John Schwabish wrote an interesting series of blog posts last week on data storytelling.
In the posts, John argues that we in the data visualization community are overusing the term "story" — applying it to all sorts of situations where we aren't really telling stories at all.
People who work with and communicate data tend to throw around the words “story” and “data” a lot these days. We say all too regularly, “Let’s tell a story with these data” or “What story do these data tell us?” While it sounds good to say that we’re telling stories with our data, I think far too often, far too many of us are not applying the word story to data correctly.In making his case, John defines a "story" the way many people do: as a literary story, one that follows a familiar story arc, is emotional and which has a meaningful climax.
I agree with John that — defined this way — a "story" is, indeed, a poor way of thinking about how we visualize and present data.
But there is another type of story that I think does do a good job of describing the process of data analysis and visualization, and whose conventions and terminology can actually be quite helpful in getting people to think more deeply about how to make their data engaging and interesting.
A news story.
A news story is what I mean when I talk about telling stories with data — something I do quite a lot, from my blog tagline to my Tableau workshops to the "Data Storytelling" course I'm teaching at the University of Florida this summer.
Why literary stories are a bad model for data visualization? (or where John and I agree)John has already made an excellent argument for why — most of the time — a literary story is a poor model for the process of data analysis and visualization.
Most data visualizations aren't emotional. They don't follow a typical literary story structure. They rarely have a "character" that we follow on a journey.
In fact, I'd go one step further than John and argue that, not only is a literary story a poor model for thinking about data visualization, but that trying to make one's data fit a literary story arc can actually be quite dangerous.
That's because the conventions of literary stories — cause and effect, climax, resolution, emotion — are often working at cross purposes to good data analysis.
Let's take just one of the most basic rules given to all first-year stats students: Correlation does not imply causation.
It's hard enough to remember this rule when looking at a scatterplot of two variables. It's a heck of a lot harder if that relationship is part of a "story" about the journey those two variables are on and the creator of the chart has worked really hard to make sure their visualization has some kind of dramatic "climax" that wows their audience.
The goals of literary storytelling are also quite different from the goals of data analysis, which can distract us from our primary purpose of making sense of data.
Fundamentally, the purpose of literary stories is to entertain and the teller of a fictional story has the luxury of making things up to ensure their story is as entertaining as possible.

DATASET EXCERPT:
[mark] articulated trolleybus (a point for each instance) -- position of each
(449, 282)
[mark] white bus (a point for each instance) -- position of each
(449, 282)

OBJECTIVES:
1. Which rule given to first-year stats students does the data storytelling piece cite?
2. Please continue the data storytelling piece from its last sentence.
The listing is separate material from the data storytelling piece.

SOLVED TASKS:
1. Correlation does not imply causation.

2.
In contrast, the purpose of data analysis is usually to inform an audience and those visualizing data are limited to plain old facts.
Those facts may not stir emotions, or fit into a satisfying story arc. And trying to make them fit that pattern — because someone has told you your data should "tell a story" — is often a distraction from figuring out what's most important in your data and communicating that message to others.
A better model: The news storyWhile a literary news story is a bad model for most forms of data visualization, thinking about data like a news story can actually be quite helpful, in my view.
Like with data analysis, the purpose of a news story is primarily to inform, not to entertain. And, like with data analysis, the authors of news stories are limited to facts in constructing their story. They can't just make something up to make their story more exciting (or at least they can't without the risk of getting fired; see Stephen Glass and Jayson Blair).
Also, in my experience, the conventions and terminology of news stories can be a helpful way for those who work with data to think through how best to present their findings.
I explored some of those conventions in a talk I gave last June at the Information Plus conference in Vancouver on "How to think like a data journalist".
But, briefly, here are some news story conventions that I think those who work with data could learn from:
Headlines: People have an annoying habit of giving their charts titles that describe their data rather than communicate the key takeaway message they want their audience to have. I tell my students to think of their chart titles like a headline: Don't hope your audience figures out what your message is on their own. Just tell them!
Lead: The lead is the first sentence of any news story. It's similar to a headline but serves a dual role. A lead should both communicate the most important information in your data and make the reader want to know more. I think leads are so important that I make all my students, whether journalism students or otherwise, come up with a lead at the earliest stages of their data visualization projects. Condensing one's analysis down to a single sentence forces you to make a choice about what really matters in your data. Once my students have a written lead, I get them to think through how they would translate that sentence into a chart that gets their key message across.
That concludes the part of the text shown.